[PASSAGE PROVIDED]:
-- start --

The decision framework

Use sklearn’s TweedieRegressor when:

• You want a quick, well-tested baseline or a regularisation benchmark
• You are fitting a model that feeds into an ensemble where per-risk variance is not the output
• You are in a pipeline context and scikit-learn compatibility matters more than distributional flexibility
• You genuinely believe phi is constant across your portfolio (this is rarely true for a heterogeneous book, but for a tightly defined risk segment it may hold)

Use insurance-distributional (TweedieGBM/GammaGBM) when:

• You need per-risk variance estimates — safety loading, underwriter referral thresholds, reinsurance attachment
• Your book has material heteroscedasticity (it almost certainly does)
• You are working with pet or travel insurance and need to separate structural zeros from claim rate (ZIPGBM)
• You have fleet or commercial frequency data with genuine overdispersion beyond what Poisson implies (NegBinomialGBM)
• You want calibrated prediction intervals with near-nominal coverage at 80%/90%/95%

Use insurance-distributional-glm (GAMLSS) when:

• Your team works with GLMs and you want interpretable sigma relativities alongside mean relativities
• You need an audit trail showing which factors drive volatility — for FCA governance or internal model review
• You want model selection across distributional families (Gamma vs LogNormal vs InverseGaussian) with GAIC
• You need the output to look like a standard GLM one-way analysis, not a GBM prediction

The two libraries are not competing. insurance-distributional has the stronger predictive performance (CatBoost GBM, phi correlation +0.70 on the heteroskedastic benchmark). insurance-distributional-glm has the more interpretable output and sits closer to the GLM workflow most UK pricing teams already use. For a mature pricing stack, the natural order is: GAMLSS first for structured understanding of the variance drivers, distributional GBM for the final model where predictive performance takes priority.

-- end --

[THE REQUEST]: Reproduce verbatim the portion of the decision framework text starting with "Use sklearn’s TweedieRegressor" and going on through "claim rate (ZIPGBM)".

[DATASET CONTENT]:
-- start --

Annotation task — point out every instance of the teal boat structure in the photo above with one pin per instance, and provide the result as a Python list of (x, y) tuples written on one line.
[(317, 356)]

-- end --

[EXERCISE SOLUTION]:
Use sklearn’s TweedieRegressor when:

• You want a quick, well-tested baseline or a regularisation benchmark
• You are fitting a model that feeds into an ensemble where per-risk variance is not the output
• You are in a pipeline context and scikit-learn compatibility matters more than distributional flexibility
• You genuinely believe phi is constant across your portfolio (this is rarely true for a heterogeneous book, but for a tightly defined risk segment it may hold)

Use insurance-distributional (TweedieGBM/GammaGBM) when:

• You need per-risk variance estimates — safety loading, underwriter referral thresholds, reinsurance attachment
• Your book has material heteroscedasticity (it almost certainly does)
• You are working with pet or travel insurance and need to separate structural zeros from claim rate (ZIPGBM)